● **Passage**:
Weights & Biases (wandb) Tutorial: Track ML Experiments Like a Pro

You’ve just finished training a model. It achieved 89% accuracy — your best result yet. Two weeks later, you need to reproduce it. You stare at your terminal history trying to remember what hyperparameters you used. You check your notebooks, but there are 47 files named “experiment_final_v2_REAL_final.ipynb”. You have zero idea what learning rate, batch size, or architecture produced that 89%. Your experiments are a black hole where results go to be forgotten forever.

I lived this nightmare for a year before discovering Weights & Biases. Now every experiment is logged, visualized, and reproducible. I can compare 50 runs instantly, see exactly what hyperparameters worked, and share results with teammates effortlessly. W&B transformed my experiment tracking from “hope I wrote it down somewhere” to actual professional engineering. Let me show you how to stop losing track of your experiments.

What Is Weights & Biases (wandb)

Weights & Biases is an experiment tracking platform for machine learning. It logs metrics, hyperparameters, system stats, model artifacts, and more — automatically visualizing everything in a web dashboard.

What W&B tracks:

Training/validation metrics
Hyperparameters
System metrics (GPU/CPU/memory)
Model checkpoints
Code versions
Dataset versions
Visualizations (images, plots, etc.)

● **Records provided**:

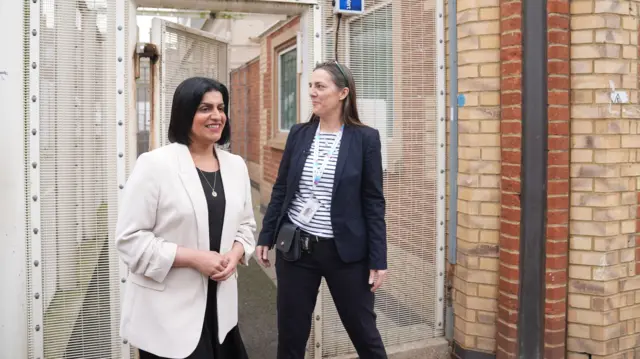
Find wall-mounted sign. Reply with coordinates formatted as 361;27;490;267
333;0;364;15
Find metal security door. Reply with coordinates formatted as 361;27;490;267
151;18;229;147
25;0;129;359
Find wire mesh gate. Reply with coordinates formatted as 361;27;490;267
151;18;229;150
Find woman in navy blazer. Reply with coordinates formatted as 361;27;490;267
256;61;387;359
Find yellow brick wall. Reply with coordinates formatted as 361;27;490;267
567;0;640;359
445;0;500;353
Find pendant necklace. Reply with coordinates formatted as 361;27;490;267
196;167;218;198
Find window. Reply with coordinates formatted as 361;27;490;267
348;2;394;138
278;46;298;132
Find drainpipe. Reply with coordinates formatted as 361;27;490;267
133;43;160;151
442;0;458;341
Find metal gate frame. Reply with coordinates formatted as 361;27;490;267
307;0;447;359
149;18;229;150
24;0;130;359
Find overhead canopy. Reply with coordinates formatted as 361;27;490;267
137;0;318;15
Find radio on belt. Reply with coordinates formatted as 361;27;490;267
333;0;364;15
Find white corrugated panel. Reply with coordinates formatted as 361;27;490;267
25;0;126;358
152;19;229;146
309;0;445;358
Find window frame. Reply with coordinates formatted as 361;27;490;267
275;41;300;134
267;25;304;151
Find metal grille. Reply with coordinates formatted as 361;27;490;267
309;0;445;358
25;0;126;358
152;19;228;146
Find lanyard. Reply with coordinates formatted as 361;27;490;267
311;124;344;191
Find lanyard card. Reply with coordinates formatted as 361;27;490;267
298;196;320;224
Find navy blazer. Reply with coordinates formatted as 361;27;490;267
258;121;387;269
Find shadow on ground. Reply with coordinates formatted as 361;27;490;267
238;260;278;359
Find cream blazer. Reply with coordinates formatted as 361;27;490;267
115;143;256;358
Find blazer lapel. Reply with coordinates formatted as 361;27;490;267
175;144;209;250
289;123;319;193
333;126;353;195
215;148;237;254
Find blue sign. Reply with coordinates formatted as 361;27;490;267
333;0;364;15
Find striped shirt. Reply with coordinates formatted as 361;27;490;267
289;132;340;238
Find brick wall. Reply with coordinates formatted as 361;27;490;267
544;0;570;359
450;0;500;353
567;0;640;359
230;58;261;183
496;0;522;358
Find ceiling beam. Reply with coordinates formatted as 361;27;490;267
138;0;318;15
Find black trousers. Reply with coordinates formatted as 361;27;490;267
276;240;387;359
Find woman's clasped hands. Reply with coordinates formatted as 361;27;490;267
191;246;243;282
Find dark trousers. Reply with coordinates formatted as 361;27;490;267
276;240;387;359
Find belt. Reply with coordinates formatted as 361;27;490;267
300;229;331;254
300;229;331;242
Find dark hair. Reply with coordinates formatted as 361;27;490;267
169;77;231;146
309;60;364;126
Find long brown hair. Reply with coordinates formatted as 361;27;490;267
309;60;364;126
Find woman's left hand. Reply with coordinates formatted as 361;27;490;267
210;242;244;282
369;269;387;292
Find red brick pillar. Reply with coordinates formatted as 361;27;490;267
544;0;571;359
496;0;522;358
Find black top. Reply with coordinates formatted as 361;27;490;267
140;169;248;359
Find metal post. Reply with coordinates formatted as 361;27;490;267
445;0;458;340
111;0;130;358
27;1;44;358
0;1;27;358
309;5;324;359
436;0;447;336
149;18;161;151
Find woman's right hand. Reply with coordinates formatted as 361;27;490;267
194;251;229;277
256;246;271;268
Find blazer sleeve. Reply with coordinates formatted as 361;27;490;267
258;125;300;248
362;129;387;270
235;160;256;265
115;153;178;283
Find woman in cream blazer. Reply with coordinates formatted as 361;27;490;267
116;78;256;359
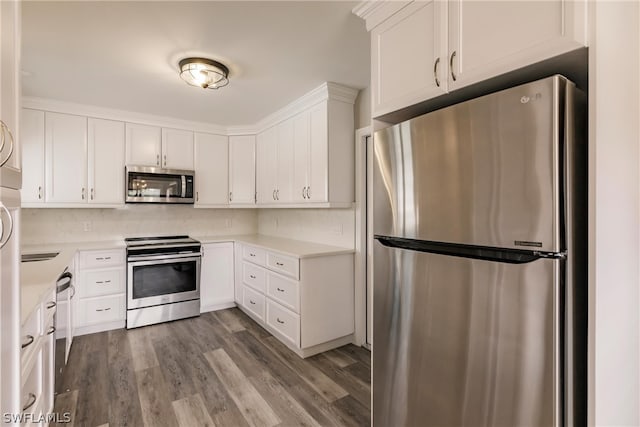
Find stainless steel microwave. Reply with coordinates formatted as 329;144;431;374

● **Exercise tasks**:
(a) Answer these questions using the wandb tutorial above, one line per answer, marked the same way:
(i) What accuracy did the model reach in the opening scenario?
(ii) How many notebook files does the opening scenario mention?
(iii) Where does Weights & Biases display everything it logs?
(b) Turn the paragraph of the wandb tutorial that begins "Weights & Biases is an experiment tracking platform" into a short bulleted list that keeps its main facts.

● **Responses for each task**:
(a)
(i) 89%
(ii) 47
(iii) In a web dashboard

(b)
- An experiment tracking platform for machine learning
- Logs metrics, hyperparameters, system stats, model artifacts, and more
- Automatically visualizes everything in a web dashboard